◆ ACTIVITY
For this exercise, print all of the entries exactly as given.

◆ DATA TO EXAMINE
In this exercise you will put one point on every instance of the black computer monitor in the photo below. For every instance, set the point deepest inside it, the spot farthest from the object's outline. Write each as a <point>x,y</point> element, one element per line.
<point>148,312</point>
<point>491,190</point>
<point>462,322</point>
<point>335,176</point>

◆ RESPONSE TO THE EXERCISE
In this exercise you will put one point on every instance of the black computer monitor in the photo below. For every instance, set the point deepest inside it, the spot farthest from the object's outline. Write each as a <point>x,y</point> element, one element per line.
<point>148,312</point>
<point>491,190</point>
<point>462,322</point>
<point>335,176</point>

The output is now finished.